**Aim of the task**
What are the lines, written out exactly, from the one containing "Query: fish eye" to the end of the entries below? Include both ends and nothing more.

[Saved data entries]

=== Begin Enclosure ===

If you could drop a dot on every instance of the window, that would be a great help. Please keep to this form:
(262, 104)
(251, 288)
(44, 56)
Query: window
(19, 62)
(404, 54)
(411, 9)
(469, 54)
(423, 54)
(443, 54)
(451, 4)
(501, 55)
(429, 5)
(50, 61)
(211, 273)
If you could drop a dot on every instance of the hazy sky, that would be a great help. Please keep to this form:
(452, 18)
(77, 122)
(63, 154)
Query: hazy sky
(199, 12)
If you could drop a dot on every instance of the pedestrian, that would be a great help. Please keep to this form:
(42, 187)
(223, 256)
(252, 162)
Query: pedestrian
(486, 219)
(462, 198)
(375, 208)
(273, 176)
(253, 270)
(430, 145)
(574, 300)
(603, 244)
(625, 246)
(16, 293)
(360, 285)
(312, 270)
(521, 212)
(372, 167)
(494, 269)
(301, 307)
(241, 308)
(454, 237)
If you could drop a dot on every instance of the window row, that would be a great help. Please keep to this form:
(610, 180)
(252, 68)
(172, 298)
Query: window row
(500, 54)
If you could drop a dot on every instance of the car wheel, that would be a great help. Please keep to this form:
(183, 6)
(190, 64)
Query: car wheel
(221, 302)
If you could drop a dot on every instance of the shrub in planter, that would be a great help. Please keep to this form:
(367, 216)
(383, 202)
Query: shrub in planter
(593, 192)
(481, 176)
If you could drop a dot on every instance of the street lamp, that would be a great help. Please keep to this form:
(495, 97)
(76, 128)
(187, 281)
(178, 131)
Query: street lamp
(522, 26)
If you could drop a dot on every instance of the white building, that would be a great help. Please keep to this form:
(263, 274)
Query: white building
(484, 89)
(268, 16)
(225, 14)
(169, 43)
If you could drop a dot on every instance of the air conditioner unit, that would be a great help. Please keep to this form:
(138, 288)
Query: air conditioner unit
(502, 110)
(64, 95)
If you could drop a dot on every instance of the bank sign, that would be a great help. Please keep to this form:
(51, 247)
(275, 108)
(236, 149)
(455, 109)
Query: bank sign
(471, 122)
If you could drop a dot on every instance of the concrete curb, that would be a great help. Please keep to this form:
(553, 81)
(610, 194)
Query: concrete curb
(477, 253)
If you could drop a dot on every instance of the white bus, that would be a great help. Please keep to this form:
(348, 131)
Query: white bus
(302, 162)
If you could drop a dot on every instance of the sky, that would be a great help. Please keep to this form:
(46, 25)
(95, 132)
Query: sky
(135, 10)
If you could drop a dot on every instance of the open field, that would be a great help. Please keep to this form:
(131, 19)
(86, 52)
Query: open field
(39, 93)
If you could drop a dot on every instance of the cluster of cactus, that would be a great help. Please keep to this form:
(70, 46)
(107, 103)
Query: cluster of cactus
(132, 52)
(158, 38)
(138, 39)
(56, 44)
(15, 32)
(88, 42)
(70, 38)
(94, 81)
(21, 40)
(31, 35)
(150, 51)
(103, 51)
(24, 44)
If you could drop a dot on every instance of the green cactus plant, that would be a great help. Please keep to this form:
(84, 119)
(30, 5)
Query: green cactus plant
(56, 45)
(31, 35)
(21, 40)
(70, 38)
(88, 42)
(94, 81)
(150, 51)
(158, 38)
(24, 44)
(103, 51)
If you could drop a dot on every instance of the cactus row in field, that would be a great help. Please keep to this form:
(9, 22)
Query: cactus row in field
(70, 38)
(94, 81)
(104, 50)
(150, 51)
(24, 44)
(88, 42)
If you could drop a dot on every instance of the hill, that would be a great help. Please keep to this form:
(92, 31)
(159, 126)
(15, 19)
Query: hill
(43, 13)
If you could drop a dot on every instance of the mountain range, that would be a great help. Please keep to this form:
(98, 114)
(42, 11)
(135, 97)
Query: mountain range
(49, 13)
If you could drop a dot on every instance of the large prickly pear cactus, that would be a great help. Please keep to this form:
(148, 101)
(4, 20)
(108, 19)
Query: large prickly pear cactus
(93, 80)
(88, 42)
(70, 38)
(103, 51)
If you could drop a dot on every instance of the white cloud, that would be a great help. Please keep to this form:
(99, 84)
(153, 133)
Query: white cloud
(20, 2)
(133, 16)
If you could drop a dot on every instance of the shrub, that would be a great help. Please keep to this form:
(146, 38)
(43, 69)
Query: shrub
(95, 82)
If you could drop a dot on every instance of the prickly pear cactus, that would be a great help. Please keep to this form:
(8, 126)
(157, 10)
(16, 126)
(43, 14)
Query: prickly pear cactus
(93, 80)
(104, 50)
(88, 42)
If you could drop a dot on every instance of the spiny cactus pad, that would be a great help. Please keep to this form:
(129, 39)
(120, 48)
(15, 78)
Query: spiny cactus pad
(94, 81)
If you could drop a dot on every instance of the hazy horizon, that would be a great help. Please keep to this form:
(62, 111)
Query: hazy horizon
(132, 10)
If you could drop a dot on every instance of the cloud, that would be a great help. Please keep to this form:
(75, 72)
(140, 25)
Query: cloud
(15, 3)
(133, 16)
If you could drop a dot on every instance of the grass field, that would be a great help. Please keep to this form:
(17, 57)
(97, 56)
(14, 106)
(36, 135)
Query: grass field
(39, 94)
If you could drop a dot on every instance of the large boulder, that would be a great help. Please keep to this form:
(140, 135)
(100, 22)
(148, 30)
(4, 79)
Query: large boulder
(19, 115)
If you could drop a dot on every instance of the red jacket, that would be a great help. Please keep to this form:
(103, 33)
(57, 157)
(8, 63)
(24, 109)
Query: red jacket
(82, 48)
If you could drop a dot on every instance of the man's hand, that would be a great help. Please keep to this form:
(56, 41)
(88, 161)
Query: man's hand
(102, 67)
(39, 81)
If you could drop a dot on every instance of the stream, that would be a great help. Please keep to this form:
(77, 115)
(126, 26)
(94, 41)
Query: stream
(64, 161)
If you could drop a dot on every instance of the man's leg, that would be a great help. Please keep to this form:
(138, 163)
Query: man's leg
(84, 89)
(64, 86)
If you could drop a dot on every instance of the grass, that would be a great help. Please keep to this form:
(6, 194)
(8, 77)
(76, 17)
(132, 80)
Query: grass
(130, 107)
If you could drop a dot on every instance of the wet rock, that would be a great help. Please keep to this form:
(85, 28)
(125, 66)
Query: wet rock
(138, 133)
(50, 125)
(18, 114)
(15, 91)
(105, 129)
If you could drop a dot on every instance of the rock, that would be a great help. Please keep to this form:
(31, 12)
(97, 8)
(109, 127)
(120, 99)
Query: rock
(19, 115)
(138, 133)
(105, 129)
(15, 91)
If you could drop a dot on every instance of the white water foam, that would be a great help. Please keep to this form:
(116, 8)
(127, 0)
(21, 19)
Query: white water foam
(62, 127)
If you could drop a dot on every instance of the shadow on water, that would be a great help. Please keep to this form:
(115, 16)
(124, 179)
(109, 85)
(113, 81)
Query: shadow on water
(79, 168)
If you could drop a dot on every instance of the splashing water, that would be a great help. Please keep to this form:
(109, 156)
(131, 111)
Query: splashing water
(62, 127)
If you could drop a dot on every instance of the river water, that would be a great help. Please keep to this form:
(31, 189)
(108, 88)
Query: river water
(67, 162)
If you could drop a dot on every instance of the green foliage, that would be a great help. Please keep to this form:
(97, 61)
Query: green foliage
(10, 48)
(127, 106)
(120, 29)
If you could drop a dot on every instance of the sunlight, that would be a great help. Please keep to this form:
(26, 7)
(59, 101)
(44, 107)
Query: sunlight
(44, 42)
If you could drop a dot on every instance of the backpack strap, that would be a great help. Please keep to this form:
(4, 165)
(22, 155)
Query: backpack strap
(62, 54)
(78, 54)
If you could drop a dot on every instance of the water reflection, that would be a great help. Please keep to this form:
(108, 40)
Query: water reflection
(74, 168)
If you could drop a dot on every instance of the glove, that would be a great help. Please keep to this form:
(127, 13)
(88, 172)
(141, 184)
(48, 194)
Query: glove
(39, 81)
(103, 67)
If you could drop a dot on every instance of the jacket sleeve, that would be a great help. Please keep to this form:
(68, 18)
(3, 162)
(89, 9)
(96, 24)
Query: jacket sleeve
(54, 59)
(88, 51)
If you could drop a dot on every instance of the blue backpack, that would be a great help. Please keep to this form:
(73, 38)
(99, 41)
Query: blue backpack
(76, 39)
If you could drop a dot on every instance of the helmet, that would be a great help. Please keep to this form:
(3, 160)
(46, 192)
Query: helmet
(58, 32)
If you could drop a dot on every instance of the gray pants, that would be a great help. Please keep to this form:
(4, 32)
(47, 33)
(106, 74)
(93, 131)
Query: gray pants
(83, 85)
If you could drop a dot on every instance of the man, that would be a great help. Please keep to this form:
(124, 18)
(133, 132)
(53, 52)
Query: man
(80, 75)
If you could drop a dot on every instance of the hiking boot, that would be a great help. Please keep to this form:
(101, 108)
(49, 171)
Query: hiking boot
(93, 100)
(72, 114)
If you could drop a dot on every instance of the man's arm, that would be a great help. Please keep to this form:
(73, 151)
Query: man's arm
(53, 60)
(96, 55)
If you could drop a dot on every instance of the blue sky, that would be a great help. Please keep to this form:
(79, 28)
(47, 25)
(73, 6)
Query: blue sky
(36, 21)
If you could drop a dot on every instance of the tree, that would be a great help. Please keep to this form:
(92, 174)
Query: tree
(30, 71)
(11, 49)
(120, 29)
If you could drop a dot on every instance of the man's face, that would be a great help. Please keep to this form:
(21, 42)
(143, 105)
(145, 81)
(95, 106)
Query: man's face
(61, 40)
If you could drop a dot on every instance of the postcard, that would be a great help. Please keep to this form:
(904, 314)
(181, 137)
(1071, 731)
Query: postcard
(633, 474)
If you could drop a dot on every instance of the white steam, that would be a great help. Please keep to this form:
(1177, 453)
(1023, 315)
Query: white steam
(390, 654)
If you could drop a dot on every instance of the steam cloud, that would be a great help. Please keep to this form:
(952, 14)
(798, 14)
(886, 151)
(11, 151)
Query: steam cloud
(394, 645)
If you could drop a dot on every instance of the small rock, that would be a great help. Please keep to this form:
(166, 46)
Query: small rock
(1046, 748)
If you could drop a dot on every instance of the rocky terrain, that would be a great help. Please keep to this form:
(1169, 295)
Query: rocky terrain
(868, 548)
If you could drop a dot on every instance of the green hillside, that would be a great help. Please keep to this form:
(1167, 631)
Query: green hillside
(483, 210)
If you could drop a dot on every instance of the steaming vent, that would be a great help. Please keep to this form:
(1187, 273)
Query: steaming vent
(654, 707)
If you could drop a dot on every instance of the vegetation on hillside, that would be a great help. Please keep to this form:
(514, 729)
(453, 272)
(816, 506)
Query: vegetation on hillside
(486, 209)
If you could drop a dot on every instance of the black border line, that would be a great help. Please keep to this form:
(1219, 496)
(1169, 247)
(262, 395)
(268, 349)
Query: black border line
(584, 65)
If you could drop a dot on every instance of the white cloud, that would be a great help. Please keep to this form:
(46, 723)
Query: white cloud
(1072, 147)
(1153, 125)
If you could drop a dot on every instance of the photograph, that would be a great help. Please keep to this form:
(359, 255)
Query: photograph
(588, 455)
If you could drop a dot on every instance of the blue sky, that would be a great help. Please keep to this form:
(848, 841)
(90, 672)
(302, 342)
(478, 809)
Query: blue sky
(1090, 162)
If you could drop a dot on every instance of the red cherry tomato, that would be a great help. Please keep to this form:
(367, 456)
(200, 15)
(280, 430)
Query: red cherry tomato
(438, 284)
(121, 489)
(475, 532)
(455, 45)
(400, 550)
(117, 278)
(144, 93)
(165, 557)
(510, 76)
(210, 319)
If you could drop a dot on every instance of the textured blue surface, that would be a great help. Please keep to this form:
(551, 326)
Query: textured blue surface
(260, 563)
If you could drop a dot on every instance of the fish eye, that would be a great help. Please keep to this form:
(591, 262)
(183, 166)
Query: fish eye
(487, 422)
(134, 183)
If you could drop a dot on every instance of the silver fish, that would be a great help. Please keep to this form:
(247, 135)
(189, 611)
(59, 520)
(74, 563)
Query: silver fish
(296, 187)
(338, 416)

=== End Enclosure ===

**Written response**
Query: fish eye
(487, 422)
(134, 183)
If you could drop a dot on every instance of the silver fish, that would be a great help. Please keep to this form:
(247, 135)
(189, 611)
(59, 520)
(74, 563)
Query: silver fish
(296, 187)
(338, 416)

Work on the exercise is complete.